» Testo del documento
----
Preoccupante il loro utilizzo anche per salvare alcune aziende “zombi”. Aziende come MPS o Alitalia costantemente in debito. Veri pozzi senza fondo nei quali finiscono ogni anno miliardi di Euro prelevati dalle casse dello stato. Un problema del quale si è parlato anche nell’ultimo G30 presieduto da Mario Draghi, affiancato da Raghuram Rajan, ex governatore della Banca centrale indiana e ora docente all’Università di Chicago. Il documento finale, firmato anche da colui il quale pochi giorni dopo sarebbe diventato Presidente del Consiglio italiano, ha anticipato l’atteggiamento oggi seguito anche dal governo italiano per far fronte alla pandemia: un “whatever it takes”, “costi quel che costi” che ricorda molto da vicino le misure adottate nell’estate del 2012 per evitare il naufragio dell’Euro (e anche allora Draghi era in prima fila: era a capo della BCE). Oggi, come nove anni fa, Draghi si trova a dover affrontare un’emergenza senza precedenti: la pandemia ha moltiplicato le situazioni di crisi e i sussidi pubblici e le moratorie sui prestiti hanno solo rimandato la resa dei conti e differito il fallimento di migliaia di imprese. Una bomba ad orologeria che potrebbe scoppiare da un momento all’altro che si aggiunge alla necessità di aiuti per la popolazione. Un sistema perverso che rischia di trasformarsi in un colossale spreco di risorse. Il rischio è che, per questi aiuti a pioggia e per gestire i “dossier” di aziende “zombi” come Alitalia e Monte dei Paschi, finora salvate da continue iniezioni di capitale pubblico (dal 2017 al 2020 i governi hanno concesso prestiti e nuovo capitale per oltre 3 miliardi ad Alitalia, che tuttavia appare sempre più in crisi; quanto a MPS, le perdite accumulate dal 2011 superano i 23 miliardi e il Tesoro, azionista di maggioranza con una quota del 68 per cento, ha già bruciato 5 miliardi per evitare il crack), il governo decida di ricorrere ai bond perpetui. (Da non dimenticare anche il problema “autostrade”: il crollo del ponte Morandi ha aperto un’altra voragine nelle casse dello stato. Ma nessuno sembra volerne parlare).
Una scelta che appare più che mai probabile visto che anche Intesa Sanpaolo, lo scorso anno, ha collocato sul mercato primario del debito due tranche di titoli perpetui At1 per una somma enorme: 1,5 miliardi di Euro (a fronte di una domanda che ha raggiunto gli 8 miliardi).
----
[Dati di localizzazione puntuale per istanza]
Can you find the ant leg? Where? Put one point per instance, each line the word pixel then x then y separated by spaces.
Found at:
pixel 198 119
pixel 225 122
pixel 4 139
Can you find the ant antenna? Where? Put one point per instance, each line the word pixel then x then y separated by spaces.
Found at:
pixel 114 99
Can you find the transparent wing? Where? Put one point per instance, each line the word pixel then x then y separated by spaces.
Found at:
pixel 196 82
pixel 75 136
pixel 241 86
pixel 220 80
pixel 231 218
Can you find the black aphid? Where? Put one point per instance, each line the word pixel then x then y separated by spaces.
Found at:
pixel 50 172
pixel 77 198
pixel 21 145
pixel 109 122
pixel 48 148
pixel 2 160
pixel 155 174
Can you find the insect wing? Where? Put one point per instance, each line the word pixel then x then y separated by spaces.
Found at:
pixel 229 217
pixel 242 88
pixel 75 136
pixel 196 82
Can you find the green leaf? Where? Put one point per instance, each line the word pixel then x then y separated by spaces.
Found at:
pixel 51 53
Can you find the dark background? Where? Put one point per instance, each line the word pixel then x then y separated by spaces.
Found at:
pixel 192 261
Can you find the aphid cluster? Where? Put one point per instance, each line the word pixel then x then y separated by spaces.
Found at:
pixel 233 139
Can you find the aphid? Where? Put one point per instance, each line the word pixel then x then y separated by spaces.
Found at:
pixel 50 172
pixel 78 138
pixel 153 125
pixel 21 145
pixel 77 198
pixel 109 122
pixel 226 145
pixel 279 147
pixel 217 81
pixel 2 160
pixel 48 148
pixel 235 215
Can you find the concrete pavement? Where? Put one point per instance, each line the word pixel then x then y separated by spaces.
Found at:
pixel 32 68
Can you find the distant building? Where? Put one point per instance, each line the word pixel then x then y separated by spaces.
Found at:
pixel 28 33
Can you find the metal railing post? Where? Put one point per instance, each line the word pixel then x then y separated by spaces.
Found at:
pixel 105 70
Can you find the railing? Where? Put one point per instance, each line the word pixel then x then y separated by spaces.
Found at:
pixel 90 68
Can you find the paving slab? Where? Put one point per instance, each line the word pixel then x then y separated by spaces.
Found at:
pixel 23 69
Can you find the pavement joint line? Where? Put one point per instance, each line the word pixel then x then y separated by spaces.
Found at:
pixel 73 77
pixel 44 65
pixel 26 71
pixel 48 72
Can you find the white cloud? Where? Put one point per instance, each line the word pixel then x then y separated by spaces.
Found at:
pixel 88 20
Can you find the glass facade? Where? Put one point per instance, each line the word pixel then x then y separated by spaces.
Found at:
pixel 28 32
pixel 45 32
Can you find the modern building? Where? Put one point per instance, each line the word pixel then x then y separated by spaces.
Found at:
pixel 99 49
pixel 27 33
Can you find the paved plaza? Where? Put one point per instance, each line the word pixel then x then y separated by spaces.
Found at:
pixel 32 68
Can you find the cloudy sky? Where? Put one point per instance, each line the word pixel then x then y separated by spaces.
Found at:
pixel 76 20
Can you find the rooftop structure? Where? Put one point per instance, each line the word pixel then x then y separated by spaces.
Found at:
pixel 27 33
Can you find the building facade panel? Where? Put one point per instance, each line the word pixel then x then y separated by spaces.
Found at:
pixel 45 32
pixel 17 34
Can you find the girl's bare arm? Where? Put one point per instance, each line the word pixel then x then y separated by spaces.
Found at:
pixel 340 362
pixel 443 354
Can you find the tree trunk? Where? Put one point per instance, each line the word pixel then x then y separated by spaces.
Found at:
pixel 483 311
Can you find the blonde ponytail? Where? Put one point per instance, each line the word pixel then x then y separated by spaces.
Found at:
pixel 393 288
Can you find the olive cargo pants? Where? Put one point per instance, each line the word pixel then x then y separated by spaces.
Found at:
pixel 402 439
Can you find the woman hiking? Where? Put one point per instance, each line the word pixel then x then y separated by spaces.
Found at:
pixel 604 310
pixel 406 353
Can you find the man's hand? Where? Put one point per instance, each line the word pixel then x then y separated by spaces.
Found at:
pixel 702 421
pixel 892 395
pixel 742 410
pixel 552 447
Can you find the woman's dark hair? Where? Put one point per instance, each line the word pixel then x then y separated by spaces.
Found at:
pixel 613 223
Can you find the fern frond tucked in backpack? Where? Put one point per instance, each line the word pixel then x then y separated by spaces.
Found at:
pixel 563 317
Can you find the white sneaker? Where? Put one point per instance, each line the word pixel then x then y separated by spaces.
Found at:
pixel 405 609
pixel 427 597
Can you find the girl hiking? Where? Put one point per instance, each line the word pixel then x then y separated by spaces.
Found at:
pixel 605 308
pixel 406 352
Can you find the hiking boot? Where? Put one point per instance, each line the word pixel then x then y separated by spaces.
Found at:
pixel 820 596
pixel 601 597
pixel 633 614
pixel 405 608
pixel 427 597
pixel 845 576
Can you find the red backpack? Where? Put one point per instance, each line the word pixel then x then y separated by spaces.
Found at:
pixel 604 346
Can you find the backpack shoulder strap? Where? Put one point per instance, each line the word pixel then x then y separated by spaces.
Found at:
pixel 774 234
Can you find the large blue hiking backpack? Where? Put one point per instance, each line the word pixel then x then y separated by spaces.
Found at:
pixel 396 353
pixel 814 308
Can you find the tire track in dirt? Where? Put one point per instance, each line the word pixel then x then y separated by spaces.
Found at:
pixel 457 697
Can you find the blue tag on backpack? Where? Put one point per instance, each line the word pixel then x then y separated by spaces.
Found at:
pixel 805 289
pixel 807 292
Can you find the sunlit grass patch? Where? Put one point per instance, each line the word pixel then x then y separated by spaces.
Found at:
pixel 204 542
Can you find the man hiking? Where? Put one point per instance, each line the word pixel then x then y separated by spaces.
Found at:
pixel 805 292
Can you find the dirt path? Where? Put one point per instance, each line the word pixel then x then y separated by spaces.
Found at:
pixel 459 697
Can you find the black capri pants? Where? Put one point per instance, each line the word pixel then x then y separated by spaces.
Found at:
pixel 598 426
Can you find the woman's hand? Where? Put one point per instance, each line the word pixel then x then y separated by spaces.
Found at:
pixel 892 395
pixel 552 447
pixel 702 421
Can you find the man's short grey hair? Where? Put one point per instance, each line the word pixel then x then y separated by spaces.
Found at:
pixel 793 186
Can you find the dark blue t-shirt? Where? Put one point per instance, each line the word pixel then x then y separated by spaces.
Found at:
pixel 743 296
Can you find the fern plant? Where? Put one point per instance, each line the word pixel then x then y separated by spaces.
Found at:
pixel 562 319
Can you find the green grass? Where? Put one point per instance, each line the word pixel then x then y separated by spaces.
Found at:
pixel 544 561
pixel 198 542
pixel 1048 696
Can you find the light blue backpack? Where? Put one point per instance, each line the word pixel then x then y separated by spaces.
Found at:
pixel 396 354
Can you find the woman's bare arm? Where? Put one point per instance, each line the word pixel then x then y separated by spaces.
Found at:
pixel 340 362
----
» Esplora il materiale
A: Secondo il testo sulle aziende "zombi" e i bond perpetui, a quanto ammontano le perdite accumulate da MPS dal 2011?
B: Continua il testo sulle aziende "zombi" e sui bond perpetui dopo la sua ultima frase.
Per svolgere questi compiti i record non servono.

» Risposte per compito
A: Superano i 23 miliardi.

B:
Alla fine dello scorso anno, la Repubblica di San Marino (Legge 23 Dicembre 2020 numero 223) ha deciso di emettere titoli di stato “irredimibili”. Ma anche in Italia se ne parla ormai da tempo: nel 2020, il presidente della Consob, Paolo Savona, ha parlato della possibilità di collocare sui mercati finanziari titoli di stato “irredimibili”, da alcuni chiamati anche Btp di Guerra (gli Stati Uniti d’America e alcuni paesi europei li utilizzarono all’epoca della Seconda Guerra Mondiale per finanziare le spese militari e la ricostruzione post bellica).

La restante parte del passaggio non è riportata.